-- Supplied records --
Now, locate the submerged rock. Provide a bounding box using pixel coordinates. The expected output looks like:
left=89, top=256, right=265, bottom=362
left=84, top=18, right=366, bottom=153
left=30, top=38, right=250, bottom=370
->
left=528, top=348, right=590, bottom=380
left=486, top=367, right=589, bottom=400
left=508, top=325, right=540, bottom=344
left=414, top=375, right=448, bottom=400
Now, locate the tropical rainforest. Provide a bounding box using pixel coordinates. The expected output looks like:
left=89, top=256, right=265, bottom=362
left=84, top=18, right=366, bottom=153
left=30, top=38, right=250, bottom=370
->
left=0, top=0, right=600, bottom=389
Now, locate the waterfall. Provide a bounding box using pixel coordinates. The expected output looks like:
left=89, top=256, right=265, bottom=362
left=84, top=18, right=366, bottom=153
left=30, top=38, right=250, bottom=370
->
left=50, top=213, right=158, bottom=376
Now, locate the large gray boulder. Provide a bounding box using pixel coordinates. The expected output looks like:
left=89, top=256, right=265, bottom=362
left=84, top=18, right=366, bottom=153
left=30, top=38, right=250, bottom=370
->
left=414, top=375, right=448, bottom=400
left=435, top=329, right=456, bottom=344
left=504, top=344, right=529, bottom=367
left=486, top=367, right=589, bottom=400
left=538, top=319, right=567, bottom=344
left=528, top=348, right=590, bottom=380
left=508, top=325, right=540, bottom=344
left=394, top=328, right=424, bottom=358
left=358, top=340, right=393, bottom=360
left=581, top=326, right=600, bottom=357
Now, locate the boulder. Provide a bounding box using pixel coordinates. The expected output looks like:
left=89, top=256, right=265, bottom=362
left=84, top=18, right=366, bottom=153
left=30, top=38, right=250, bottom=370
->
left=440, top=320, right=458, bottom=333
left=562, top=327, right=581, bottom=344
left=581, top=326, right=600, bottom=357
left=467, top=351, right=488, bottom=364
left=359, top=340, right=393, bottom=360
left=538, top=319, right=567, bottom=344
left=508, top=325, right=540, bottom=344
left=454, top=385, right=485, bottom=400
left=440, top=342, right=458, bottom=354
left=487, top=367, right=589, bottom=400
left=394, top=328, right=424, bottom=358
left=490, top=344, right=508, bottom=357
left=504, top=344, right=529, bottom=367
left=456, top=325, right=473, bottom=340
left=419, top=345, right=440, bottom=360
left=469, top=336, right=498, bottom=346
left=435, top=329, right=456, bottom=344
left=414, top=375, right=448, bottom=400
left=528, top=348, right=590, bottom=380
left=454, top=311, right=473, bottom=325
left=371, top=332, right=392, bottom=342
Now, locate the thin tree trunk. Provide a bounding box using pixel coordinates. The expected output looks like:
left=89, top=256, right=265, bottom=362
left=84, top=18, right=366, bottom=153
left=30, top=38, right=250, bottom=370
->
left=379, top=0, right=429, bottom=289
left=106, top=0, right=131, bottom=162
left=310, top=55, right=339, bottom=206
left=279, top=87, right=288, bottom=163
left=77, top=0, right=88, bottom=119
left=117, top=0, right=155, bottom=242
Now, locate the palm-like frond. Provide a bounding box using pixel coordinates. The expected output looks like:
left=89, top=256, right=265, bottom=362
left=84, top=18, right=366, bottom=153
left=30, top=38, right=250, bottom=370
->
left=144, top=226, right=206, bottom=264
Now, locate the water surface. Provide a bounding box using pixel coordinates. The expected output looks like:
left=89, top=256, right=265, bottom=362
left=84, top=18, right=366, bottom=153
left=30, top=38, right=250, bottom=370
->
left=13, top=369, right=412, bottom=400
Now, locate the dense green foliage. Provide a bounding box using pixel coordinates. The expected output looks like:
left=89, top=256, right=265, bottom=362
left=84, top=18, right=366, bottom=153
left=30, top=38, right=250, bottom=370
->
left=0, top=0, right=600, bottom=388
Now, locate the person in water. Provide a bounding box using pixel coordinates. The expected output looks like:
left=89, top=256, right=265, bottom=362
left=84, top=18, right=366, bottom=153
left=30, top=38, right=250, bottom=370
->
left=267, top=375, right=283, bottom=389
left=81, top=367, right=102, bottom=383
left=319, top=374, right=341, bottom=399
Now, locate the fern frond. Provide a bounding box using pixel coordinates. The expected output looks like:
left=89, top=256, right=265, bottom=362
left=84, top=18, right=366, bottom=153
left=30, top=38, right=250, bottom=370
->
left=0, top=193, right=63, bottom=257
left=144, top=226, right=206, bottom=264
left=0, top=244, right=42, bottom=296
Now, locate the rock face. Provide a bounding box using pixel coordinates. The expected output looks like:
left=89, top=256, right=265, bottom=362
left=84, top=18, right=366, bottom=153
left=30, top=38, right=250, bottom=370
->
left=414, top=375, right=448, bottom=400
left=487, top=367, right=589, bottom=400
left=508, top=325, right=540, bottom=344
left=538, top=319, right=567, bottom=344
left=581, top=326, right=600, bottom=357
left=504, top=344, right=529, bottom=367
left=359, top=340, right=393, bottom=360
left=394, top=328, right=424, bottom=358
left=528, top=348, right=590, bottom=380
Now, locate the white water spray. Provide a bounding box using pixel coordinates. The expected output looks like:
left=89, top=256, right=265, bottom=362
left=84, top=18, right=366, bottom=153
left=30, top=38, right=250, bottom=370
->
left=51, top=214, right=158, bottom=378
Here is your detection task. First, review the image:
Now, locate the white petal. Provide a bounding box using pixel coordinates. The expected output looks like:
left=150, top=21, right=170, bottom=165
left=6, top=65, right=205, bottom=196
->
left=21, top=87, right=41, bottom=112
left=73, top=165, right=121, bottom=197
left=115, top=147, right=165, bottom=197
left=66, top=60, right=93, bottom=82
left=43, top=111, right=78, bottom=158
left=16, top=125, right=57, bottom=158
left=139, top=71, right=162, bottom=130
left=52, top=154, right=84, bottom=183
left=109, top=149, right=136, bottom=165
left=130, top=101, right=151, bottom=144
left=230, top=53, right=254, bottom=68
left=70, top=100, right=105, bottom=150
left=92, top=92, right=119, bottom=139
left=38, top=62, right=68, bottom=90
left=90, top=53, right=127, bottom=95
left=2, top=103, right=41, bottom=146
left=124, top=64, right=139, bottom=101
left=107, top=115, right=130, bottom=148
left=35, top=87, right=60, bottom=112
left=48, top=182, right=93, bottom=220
* * *
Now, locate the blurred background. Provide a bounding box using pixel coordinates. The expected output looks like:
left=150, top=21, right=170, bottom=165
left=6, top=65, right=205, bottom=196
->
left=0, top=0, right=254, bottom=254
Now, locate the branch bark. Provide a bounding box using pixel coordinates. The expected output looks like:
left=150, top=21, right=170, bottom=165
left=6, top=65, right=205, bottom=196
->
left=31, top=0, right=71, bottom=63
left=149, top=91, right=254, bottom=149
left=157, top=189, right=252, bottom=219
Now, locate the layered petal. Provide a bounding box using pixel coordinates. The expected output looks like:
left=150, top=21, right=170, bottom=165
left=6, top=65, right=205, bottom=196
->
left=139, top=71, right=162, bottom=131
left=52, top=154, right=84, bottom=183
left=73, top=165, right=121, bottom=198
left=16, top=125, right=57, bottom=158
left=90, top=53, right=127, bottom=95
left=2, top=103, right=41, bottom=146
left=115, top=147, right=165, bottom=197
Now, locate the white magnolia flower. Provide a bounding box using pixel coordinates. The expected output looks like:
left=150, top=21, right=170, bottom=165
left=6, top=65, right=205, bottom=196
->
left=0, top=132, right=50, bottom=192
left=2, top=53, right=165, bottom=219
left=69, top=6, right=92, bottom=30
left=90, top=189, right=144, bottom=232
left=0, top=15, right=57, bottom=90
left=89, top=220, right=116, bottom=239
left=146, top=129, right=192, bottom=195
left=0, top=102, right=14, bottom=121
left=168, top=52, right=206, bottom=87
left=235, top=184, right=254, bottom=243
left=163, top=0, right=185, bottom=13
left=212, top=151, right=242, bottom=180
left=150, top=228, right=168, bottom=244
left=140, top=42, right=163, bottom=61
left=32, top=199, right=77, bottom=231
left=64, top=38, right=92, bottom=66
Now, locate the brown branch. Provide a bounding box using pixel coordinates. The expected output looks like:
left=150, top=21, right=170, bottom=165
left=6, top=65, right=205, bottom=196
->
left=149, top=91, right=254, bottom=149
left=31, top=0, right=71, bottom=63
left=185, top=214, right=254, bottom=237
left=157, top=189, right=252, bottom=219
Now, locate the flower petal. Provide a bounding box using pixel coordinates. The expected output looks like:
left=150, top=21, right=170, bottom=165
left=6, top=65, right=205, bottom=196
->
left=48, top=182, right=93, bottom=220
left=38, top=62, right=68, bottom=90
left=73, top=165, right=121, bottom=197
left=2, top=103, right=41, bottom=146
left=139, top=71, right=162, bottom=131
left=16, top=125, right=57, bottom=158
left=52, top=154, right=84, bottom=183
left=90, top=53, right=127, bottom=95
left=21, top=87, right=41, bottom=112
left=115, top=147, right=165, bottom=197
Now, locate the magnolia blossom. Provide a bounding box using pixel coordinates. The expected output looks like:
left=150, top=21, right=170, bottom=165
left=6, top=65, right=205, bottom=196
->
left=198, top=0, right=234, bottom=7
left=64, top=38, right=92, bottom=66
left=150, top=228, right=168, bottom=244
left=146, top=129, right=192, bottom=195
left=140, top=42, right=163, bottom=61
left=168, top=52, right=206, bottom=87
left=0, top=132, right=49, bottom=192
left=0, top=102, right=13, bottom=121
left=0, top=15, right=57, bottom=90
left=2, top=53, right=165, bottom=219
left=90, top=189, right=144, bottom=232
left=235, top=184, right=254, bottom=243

-- Task details --
Format the records from the line with "Now, locate the fern" to the line with "left=0, top=244, right=42, bottom=296" as a Markdown table with the columns Number and Record line, numbering each row and leaving out blank lines.

-- Complete output --
| Number | Record line |
|---|---|
| 1 | Now, locate the fern frond. Provide a bounding box using pixel coordinates. The expected output looks like: |
| 2 | left=89, top=256, right=265, bottom=362 |
| 3 | left=84, top=18, right=366, bottom=153 |
| 4 | left=30, top=38, right=250, bottom=370 |
| 5 | -> |
| 6 | left=0, top=193, right=63, bottom=257 |
| 7 | left=144, top=226, right=206, bottom=264 |
| 8 | left=0, top=244, right=42, bottom=296 |